* Provided material:
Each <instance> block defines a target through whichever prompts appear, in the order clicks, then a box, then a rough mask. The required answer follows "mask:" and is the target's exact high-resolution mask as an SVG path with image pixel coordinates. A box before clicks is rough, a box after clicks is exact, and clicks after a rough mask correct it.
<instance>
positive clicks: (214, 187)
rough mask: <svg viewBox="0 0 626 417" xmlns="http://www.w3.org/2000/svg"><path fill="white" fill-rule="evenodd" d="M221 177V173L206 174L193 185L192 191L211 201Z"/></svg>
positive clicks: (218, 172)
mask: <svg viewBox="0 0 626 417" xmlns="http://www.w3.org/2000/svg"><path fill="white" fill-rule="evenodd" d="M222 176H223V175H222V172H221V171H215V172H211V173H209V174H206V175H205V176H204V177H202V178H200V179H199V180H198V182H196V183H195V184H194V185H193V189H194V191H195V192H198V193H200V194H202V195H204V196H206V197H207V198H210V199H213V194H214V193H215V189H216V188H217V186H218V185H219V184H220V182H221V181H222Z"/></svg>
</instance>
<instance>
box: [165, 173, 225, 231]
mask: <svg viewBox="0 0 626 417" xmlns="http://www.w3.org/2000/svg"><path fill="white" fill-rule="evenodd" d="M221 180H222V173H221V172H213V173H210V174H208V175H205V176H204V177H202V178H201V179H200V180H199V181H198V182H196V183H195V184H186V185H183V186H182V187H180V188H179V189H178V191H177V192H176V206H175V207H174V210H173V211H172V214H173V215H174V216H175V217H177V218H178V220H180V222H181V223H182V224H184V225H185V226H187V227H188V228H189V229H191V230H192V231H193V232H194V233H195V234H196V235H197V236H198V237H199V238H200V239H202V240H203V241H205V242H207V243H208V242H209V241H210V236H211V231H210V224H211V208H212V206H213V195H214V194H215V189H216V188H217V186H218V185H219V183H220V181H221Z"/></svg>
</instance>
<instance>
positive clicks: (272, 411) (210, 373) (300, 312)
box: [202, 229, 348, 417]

* Work item:
Make a verbatim transcription of all the material.

* Result:
Each <instance> block defines a target through whichever prompts appear, in the order clicks, then a box, then a rough mask. The required answer follows "mask:" and is the target's exact high-resolution mask as an SVG path with image pixel coordinates. A box before clicks is rough, a box after clicks is exact, and clicks after a rough mask correct it.
<instance>
positive clicks: (214, 187)
rough mask: <svg viewBox="0 0 626 417" xmlns="http://www.w3.org/2000/svg"><path fill="white" fill-rule="evenodd" d="M221 177V173L206 174L193 185L192 191L211 201Z"/></svg>
positive clicks: (218, 172)
mask: <svg viewBox="0 0 626 417" xmlns="http://www.w3.org/2000/svg"><path fill="white" fill-rule="evenodd" d="M222 176H223V175H222V172H221V171H215V172H211V173H209V174H206V175H205V176H204V177H202V178H200V179H199V180H198V182H196V183H195V184H194V185H193V189H194V191H195V192H198V193H200V194H202V195H204V196H206V197H207V198H210V199H213V194H214V193H215V189H216V188H217V186H218V185H219V184H220V182H221V181H222Z"/></svg>
</instance>
<instance>
box: [165, 173, 225, 231]
mask: <svg viewBox="0 0 626 417" xmlns="http://www.w3.org/2000/svg"><path fill="white" fill-rule="evenodd" d="M221 180H222V173H221V172H213V173H210V174H208V175H205V176H204V177H202V178H201V179H200V180H199V181H198V182H196V183H195V184H186V185H183V186H182V187H180V188H179V189H178V191H177V192H176V206H175V207H174V210H173V211H172V214H173V215H174V216H175V217H177V218H178V220H180V222H181V223H182V224H184V225H185V226H187V227H188V228H189V229H191V230H192V231H193V232H194V233H195V234H196V235H197V236H198V237H199V238H200V239H202V240H203V241H205V242H207V243H208V242H209V241H210V236H211V231H210V224H211V208H212V206H213V195H214V194H215V189H216V188H217V186H218V185H219V183H220V181H221Z"/></svg>
</instance>
<instance>
positive clicks: (272, 411) (210, 373) (300, 312)
box: [202, 229, 348, 417]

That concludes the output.